=== Work instructions ===
Copy the data below exactly.

══ Records supplied ══

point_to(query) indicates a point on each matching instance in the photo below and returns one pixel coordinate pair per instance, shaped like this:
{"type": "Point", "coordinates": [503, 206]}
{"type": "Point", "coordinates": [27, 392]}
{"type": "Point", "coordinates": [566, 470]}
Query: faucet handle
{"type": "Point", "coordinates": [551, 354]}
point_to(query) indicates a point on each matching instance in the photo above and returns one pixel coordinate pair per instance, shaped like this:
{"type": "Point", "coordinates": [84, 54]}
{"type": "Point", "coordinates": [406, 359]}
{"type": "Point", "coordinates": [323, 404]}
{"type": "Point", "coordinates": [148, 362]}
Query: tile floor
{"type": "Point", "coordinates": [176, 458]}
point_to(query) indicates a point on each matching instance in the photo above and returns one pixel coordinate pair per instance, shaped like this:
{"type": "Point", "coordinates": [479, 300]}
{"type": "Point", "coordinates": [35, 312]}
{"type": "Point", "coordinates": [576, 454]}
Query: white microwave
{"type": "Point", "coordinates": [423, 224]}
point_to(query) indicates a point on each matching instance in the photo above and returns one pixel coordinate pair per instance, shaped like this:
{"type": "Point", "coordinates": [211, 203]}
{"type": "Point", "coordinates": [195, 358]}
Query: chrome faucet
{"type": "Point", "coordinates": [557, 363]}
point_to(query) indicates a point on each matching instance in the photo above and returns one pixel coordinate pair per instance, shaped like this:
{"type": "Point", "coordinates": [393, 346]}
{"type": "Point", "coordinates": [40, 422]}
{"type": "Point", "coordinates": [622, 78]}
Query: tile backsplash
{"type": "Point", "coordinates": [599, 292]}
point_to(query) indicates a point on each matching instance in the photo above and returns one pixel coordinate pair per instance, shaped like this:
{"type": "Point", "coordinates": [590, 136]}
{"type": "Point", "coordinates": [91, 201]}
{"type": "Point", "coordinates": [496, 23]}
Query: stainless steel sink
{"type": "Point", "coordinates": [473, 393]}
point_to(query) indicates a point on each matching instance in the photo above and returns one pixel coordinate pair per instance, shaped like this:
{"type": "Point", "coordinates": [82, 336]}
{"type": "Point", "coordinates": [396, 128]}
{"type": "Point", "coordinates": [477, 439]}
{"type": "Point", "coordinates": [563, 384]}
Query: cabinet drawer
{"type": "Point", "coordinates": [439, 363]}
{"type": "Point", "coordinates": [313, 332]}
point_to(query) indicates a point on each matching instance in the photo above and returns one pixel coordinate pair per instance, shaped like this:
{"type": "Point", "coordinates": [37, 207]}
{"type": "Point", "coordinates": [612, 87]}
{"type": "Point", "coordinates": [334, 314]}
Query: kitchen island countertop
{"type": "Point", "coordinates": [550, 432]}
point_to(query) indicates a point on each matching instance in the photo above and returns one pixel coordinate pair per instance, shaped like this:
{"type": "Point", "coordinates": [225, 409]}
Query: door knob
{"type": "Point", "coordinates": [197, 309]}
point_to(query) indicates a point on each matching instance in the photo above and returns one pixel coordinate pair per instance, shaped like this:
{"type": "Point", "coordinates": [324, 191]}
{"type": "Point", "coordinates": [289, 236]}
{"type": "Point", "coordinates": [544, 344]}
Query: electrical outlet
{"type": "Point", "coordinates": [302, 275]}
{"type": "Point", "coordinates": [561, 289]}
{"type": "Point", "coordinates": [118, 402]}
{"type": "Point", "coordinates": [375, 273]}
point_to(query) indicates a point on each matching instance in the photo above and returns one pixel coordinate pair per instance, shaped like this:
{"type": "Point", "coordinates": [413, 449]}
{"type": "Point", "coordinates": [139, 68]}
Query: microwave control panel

═══

=== Response to this task ===
point_to(query) indicates a point on each matching instance in the photo below and returns one pixel coordinate pair per instance, shaped like this:
{"type": "Point", "coordinates": [503, 206]}
{"type": "Point", "coordinates": [27, 392]}
{"type": "Point", "coordinates": [566, 470]}
Query: faucet handle
{"type": "Point", "coordinates": [551, 354]}
point_to(query) indicates a point on each matching instance in the photo above and returns one pixel coordinate pair per instance, shaped like this:
{"type": "Point", "coordinates": [84, 54]}
{"type": "Point", "coordinates": [406, 359]}
{"type": "Point", "coordinates": [323, 404]}
{"type": "Point", "coordinates": [148, 362]}
Query: tile floor
{"type": "Point", "coordinates": [176, 458]}
point_to(query) indicates a point on each matching instance in the photo above and returns one pixel coordinate pair per instance, shaped like this:
{"type": "Point", "coordinates": [479, 300]}
{"type": "Point", "coordinates": [35, 312]}
{"type": "Point", "coordinates": [576, 454]}
Query: white microwave
{"type": "Point", "coordinates": [423, 224]}
point_to(query) indicates a point on each matching instance in the photo above and returns one pixel coordinate pair per instance, shaped like this:
{"type": "Point", "coordinates": [211, 203]}
{"type": "Point", "coordinates": [195, 358]}
Query: chrome faucet
{"type": "Point", "coordinates": [557, 363]}
point_to(query) indicates a point on each matching instance in the photo above and returns one pixel coordinate pair per instance, shaped like this:
{"type": "Point", "coordinates": [393, 346]}
{"type": "Point", "coordinates": [40, 422]}
{"type": "Point", "coordinates": [622, 78]}
Query: tile backsplash
{"type": "Point", "coordinates": [599, 292]}
point_to(query) indicates a point on each matching instance in the photo above and returns one pixel coordinate pair per instance, shaped like this:
{"type": "Point", "coordinates": [590, 136]}
{"type": "Point", "coordinates": [91, 201]}
{"type": "Point", "coordinates": [496, 23]}
Query: stainless steel sink
{"type": "Point", "coordinates": [473, 393]}
point_to(query) indicates a point on each matching instance in the photo above and returns one pixel coordinate pair per instance, shaped like this:
{"type": "Point", "coordinates": [82, 336]}
{"type": "Point", "coordinates": [396, 128]}
{"type": "Point", "coordinates": [477, 439]}
{"type": "Point", "coordinates": [563, 384]}
Query: cabinet drawer
{"type": "Point", "coordinates": [439, 363]}
{"type": "Point", "coordinates": [313, 332]}
point_to(query) indicates a point on each matching instance in the photo above and returns one pixel coordinate pair per instance, shaped like this:
{"type": "Point", "coordinates": [37, 207]}
{"type": "Point", "coordinates": [612, 87]}
{"type": "Point", "coordinates": [334, 314]}
Query: kitchen island countertop
{"type": "Point", "coordinates": [550, 432]}
point_to(query) indicates a point on each matching instance in the photo above and returns one pixel coordinate pair per instance, shaped like this:
{"type": "Point", "coordinates": [225, 409]}
Query: door knob
{"type": "Point", "coordinates": [197, 309]}
point_to(query) indicates a point on each matching instance in the photo above and returns one pixel coordinate pair per instance, shaped like this:
{"type": "Point", "coordinates": [324, 191]}
{"type": "Point", "coordinates": [289, 236]}
{"type": "Point", "coordinates": [544, 344]}
Query: electrical outlet
{"type": "Point", "coordinates": [302, 275]}
{"type": "Point", "coordinates": [561, 289]}
{"type": "Point", "coordinates": [118, 402]}
{"type": "Point", "coordinates": [375, 273]}
point_to(query) indicates a point on each matching instance in the photo above and returns one pixel coordinate pair per instance, shaped like this:
{"type": "Point", "coordinates": [413, 449]}
{"type": "Point", "coordinates": [139, 68]}
Query: microwave control panel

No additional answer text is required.